PROVIDED RECORDS:
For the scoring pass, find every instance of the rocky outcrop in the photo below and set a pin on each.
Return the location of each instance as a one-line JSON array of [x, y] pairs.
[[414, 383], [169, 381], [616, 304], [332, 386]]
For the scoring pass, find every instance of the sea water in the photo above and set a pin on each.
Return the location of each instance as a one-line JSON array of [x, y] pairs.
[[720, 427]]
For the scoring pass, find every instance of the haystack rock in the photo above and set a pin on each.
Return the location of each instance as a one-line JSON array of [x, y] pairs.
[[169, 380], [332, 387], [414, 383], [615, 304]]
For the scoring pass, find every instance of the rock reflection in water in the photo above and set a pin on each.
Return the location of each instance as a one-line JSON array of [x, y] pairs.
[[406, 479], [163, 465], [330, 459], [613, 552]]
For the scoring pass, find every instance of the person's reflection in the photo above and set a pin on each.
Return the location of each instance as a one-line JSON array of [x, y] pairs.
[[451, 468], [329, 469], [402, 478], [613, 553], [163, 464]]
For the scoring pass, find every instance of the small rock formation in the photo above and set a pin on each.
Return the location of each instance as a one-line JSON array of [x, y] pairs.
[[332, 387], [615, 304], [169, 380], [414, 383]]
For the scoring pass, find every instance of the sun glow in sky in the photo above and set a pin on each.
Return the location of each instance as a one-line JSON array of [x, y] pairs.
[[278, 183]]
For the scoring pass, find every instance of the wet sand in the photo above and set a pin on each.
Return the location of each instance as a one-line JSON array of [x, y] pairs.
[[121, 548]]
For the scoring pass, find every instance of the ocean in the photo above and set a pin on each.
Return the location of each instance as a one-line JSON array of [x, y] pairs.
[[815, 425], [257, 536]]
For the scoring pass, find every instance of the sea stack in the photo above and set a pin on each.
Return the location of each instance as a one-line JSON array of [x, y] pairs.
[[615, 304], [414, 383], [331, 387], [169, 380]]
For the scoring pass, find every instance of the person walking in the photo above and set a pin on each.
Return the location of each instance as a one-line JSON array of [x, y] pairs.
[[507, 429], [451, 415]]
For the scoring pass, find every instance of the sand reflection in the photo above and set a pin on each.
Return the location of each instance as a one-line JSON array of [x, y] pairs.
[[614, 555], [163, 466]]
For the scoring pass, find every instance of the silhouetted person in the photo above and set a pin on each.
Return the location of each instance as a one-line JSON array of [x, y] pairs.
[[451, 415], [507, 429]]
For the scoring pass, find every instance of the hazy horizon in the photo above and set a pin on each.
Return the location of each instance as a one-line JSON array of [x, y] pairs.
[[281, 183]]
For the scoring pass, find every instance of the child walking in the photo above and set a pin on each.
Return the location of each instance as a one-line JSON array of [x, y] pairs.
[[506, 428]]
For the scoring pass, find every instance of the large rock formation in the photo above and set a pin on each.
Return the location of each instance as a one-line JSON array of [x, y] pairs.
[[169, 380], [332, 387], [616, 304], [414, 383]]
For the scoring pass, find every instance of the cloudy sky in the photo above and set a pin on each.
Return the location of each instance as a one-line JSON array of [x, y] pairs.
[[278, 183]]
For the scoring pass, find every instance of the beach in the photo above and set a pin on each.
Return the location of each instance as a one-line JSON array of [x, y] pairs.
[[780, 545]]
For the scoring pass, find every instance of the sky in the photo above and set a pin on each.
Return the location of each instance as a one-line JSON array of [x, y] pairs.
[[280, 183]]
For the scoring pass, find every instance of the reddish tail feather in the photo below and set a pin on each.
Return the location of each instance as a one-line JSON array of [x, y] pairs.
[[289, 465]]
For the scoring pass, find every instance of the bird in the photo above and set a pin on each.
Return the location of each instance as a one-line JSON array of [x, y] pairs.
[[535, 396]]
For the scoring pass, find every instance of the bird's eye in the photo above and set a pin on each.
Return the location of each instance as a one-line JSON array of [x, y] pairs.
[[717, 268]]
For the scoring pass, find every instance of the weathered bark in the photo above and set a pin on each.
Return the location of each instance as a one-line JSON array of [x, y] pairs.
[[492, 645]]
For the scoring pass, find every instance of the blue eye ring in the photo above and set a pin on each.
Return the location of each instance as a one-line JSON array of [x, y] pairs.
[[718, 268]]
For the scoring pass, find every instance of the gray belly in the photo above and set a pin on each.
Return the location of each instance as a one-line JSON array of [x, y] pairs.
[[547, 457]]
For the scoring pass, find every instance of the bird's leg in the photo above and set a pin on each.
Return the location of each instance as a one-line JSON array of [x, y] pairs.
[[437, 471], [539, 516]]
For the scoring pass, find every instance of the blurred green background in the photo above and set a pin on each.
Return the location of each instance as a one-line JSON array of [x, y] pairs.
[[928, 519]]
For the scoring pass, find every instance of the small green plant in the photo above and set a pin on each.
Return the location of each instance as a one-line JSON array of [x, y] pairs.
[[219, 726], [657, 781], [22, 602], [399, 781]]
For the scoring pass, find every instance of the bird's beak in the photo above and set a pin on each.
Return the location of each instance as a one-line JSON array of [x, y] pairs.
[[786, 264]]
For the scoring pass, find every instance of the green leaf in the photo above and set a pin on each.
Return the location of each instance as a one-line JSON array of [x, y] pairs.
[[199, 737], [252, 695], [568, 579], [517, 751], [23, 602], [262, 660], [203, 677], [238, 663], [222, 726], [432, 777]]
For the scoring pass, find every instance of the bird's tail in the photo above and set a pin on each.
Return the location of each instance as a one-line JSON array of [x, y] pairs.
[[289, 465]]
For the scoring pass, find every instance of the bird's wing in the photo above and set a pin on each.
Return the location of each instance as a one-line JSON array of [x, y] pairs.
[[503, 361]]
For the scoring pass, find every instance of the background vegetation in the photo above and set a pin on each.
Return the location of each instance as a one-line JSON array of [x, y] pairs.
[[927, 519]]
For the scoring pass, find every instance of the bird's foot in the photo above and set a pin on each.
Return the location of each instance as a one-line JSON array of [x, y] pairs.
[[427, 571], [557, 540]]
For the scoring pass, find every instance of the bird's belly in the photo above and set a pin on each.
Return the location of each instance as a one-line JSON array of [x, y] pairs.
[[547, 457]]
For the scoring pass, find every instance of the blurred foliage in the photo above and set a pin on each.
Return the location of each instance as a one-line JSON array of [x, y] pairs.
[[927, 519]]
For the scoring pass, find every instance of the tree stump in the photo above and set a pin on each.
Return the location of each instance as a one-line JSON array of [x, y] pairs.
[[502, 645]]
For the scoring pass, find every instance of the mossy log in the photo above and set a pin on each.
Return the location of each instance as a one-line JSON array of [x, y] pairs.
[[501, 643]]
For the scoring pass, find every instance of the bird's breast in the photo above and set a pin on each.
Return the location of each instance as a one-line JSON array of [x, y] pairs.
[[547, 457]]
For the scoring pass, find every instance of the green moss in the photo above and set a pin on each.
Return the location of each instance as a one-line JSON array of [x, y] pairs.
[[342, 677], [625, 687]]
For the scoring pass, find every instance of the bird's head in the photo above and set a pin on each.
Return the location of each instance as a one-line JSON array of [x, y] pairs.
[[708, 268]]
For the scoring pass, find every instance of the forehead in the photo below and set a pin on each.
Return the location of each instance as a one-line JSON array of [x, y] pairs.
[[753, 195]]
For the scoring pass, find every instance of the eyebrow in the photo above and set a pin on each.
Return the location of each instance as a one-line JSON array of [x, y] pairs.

GOAL OF THE EXERCISE:
Swap "set a pin on each" for "place a marker on each" throughout the rows above, changing nothing else.

REPLY TO THE EXERCISE:
For the scoring pass, find every instance of the rocky outcrop in the photo below and place a marker on each.
Return the location of each instance as a one-line JSON array of [x, y] pairs.
[[414, 383], [169, 381], [616, 304], [332, 386]]
For the scoring pass, find every instance of the sea water in the photo above and place a marker on each.
Return the location of each instance as a one-line JSON array of [x, y] pairs.
[[720, 427]]
For the scoring pass, find every instance of the haystack rock in the photo above and place a marker on each.
Return the location of each instance as a one-line JSON array of [x, y] pairs.
[[169, 380], [332, 387], [414, 383], [615, 304]]
For the scoring pass, find every instance of the rock reflection in water in the photo above and place a marker on each.
Return the location of each instance as a one-line JSON array of [x, y] pairs.
[[406, 479], [163, 465], [330, 459], [613, 552]]
For the scoring pass, find every instance of the person's reflection in the photo above and place a marker on each.
Return the location of each instance as a one-line JSON array of [x, y] pairs.
[[451, 468], [329, 469], [402, 478], [613, 553], [163, 464]]
For the scoring pass, find every instance of the small rock formation in the photo above and place a marker on each.
Return the location of each instance as a one-line JSON array of [x, y] pairs.
[[332, 387], [615, 304], [169, 380], [414, 383]]
For the scoring pass, find every instance of the sun glow in sky in the photo above and place a marker on each.
Return the location of each instance as a one-line JSON array of [x, y] pairs.
[[278, 183]]
For the scoring pass, find every instance of the wet sand in the photo above and place a marker on each.
Return the location of each instance as a one-line JSON array of [x, y] pairs.
[[121, 548]]
For the scoring pass, find every instance of the ocean in the photo above and place a marker on each.
Return the location of each instance as a one-line JSON array of [x, y] pairs.
[[815, 425], [257, 536]]
For the scoring pass, find every instance of the sea stack in the photo above and place a marker on each.
Return the location of each instance as a one-line JSON array of [x, y] pairs.
[[615, 304], [414, 383], [331, 387], [169, 380]]
For the scoring pass, find every instance of the person walking in the photo above and place a marker on each.
Return the location of each instance as a one-line JSON array of [x, y] pairs.
[[507, 429], [451, 415]]
For the scoring pass, find every instance of the sand reflection in the photo above and place a marker on each.
Return the location of each instance as a one-line JSON array of [x, y] pairs.
[[614, 555], [163, 466]]
For the scoring pass, find every instance of the silhouetted person in the photo above and place a marker on each.
Return the location of each instance as a one-line JSON array of [x, y] pairs.
[[451, 415], [507, 429]]
For the scoring pass, find every instance of the hazy horizon in the photo above and place a marker on each.
Return the location of each instance as a one-line JSON array of [x, y] pairs.
[[281, 183]]
For the scoring pass, find every instance of the child walking in the photo above and place a marker on each.
Return the location of each instance as a one-line JSON array of [x, y] pairs.
[[506, 428]]
For the scoring pass, find every instance of the large rock formation in the photo above and place a marker on each.
Return the location of each instance as a one-line JSON array of [x, y] pairs.
[[169, 380], [332, 387], [616, 304], [414, 383]]
For the scoring pass, find every instance of the cloudy sky in the photo above and place a marker on each.
Return the location of each instance as a one-line JSON array of [x, y] pairs.
[[278, 183]]
For the scoring pass, find every instance of the beach in the photo above and place a marker on each.
Return the location of each instance as a one-line JSON array of [x, y] pairs.
[[780, 545]]
For the scoring pass, find every instance of the sky in the photo above and place a marker on each.
Return the location of each instance as a one-line JSON array of [x, y] pairs.
[[280, 183]]
For the scoring pass, find every instance of the reddish tail feather in the photo below and place a marker on each.
Return the location of each instance as a one-line JSON array of [x, y] pairs.
[[289, 465]]
For the scoring pass, find every instance of the bird in the photo above and place a marker on each.
Return the location of each instance as a one-line JSON array of [x, y] pairs.
[[535, 396]]
For the scoring pass, find every instance of the bird's eye in the photo above and place a marker on each.
Return the location of each instance as a one-line JSON array of [x, y] pairs.
[[717, 268]]
For the scoring pass, find every instance of the weathered bark in the photo above and place a marker on each.
Return the location of each instance as a one-line JSON array of [x, y] pairs.
[[492, 645]]
For the scoring pass, find every instance of the blue eye ring in the photo above and place a marker on each.
Return the location of each instance as a one-line JSON array of [x, y] pairs.
[[718, 268]]
For the scoring pass, find every instance of the gray belly in the photo above and place a marker on each.
Return the location of each instance as a one-line JSON array of [x, y] pairs.
[[547, 457]]
For the scoring pass, find every instance of the bird's leg in the photo above and place a marker on each.
Return the location of each instance as a one-line JSON array of [x, y] pairs.
[[437, 471], [539, 516]]
For the scoring pass, find every instance of the blurred green background in the photo above and place a marker on each.
Return the location of each instance as a one-line JSON array of [x, y] pairs.
[[928, 519]]
For the scoring pass, find every instance of the small green plant in the photo above and place a marker on each.
Return the location of each instance as a one-line JSON array of [x, y] pairs.
[[219, 726], [657, 781], [22, 602], [399, 781]]
For the scoring pass, find every instance of the bird's beak in the photo above and place a marker on each.
Return the location of each instance as a one-line JSON array of [x, y] pairs.
[[786, 264]]
For the scoring pass, find every instance of the green leaf in the photo above and place a marker on each.
Return the location of each instance as a one-line JSON array of [x, y] pairs.
[[199, 737], [252, 695], [568, 579], [517, 751], [23, 602], [262, 660], [203, 677], [238, 663], [222, 726], [432, 777]]
For the scoring pass, find every instance of the bird's tail in the photo above and place a marker on each.
Return the location of each instance as a one-line JSON array of [x, y] pairs.
[[289, 465]]
For the scoring pass, find every instance of the bird's wing in the photo above and place a marker on each.
Return the location of each instance as a one-line JSON array of [x, y] pairs.
[[503, 361]]
For the scoring pass, find every instance of the background vegetation in the photo above and place a marker on each.
Return the location of each instance as a one-line JSON array of [x, y] pairs.
[[927, 519]]
For the scoring pass, find every instance of the bird's foot in the photo above and place a marker on each.
Return the location of each instance as a one-line JSON array of [x, y] pairs.
[[427, 571], [557, 540]]
For the scoring pass, find every instance of the bird's belly in the photo above and place a marker on each.
Return the location of each instance as a one-line JSON array of [x, y] pairs.
[[547, 457]]
For the scoring pass, find every instance of the blurred foliage in the photo above and place a marker on each.
Return the location of each instance as a one-line JSON array of [x, y] pairs.
[[927, 519]]
For the scoring pass, find every instance of the tree stump in the photo above and place a marker on each.
Return the location of each instance as a one-line JSON array of [x, y] pairs.
[[502, 645]]
For the scoring pass, find every instance of the mossy log in the photo above and place a marker on each.
Return the location of each instance as a one-line JSON array of [x, y] pairs.
[[501, 643]]
For the scoring pass, find every instance of the bird's breast in the photo above and place a marker on each.
Return the location of each instance as a one-line JSON array of [x, y] pairs.
[[547, 457]]
For the scoring pass, find every instance of the green moss in the photo above and place a marker on each.
Return the location of each instance as a one-line JSON array of [x, y] pairs.
[[342, 677], [625, 687]]
For the scoring pass, find every instance of the bird's head in the photo above and place a marker on each.
Return the location of each instance as a one-line JSON array of [x, y] pairs.
[[708, 268]]
For the scoring pass, find every instance of the forehead in the photo below and place a marker on each.
Return the location of each instance as a one-line JSON array of [x, y] pairs.
[[753, 195]]
For the scoring pass, find every instance of the eyebrow in the photo above and place a marker on each.
Return the location of each instance as a one-line JSON array of [x, y] pairs.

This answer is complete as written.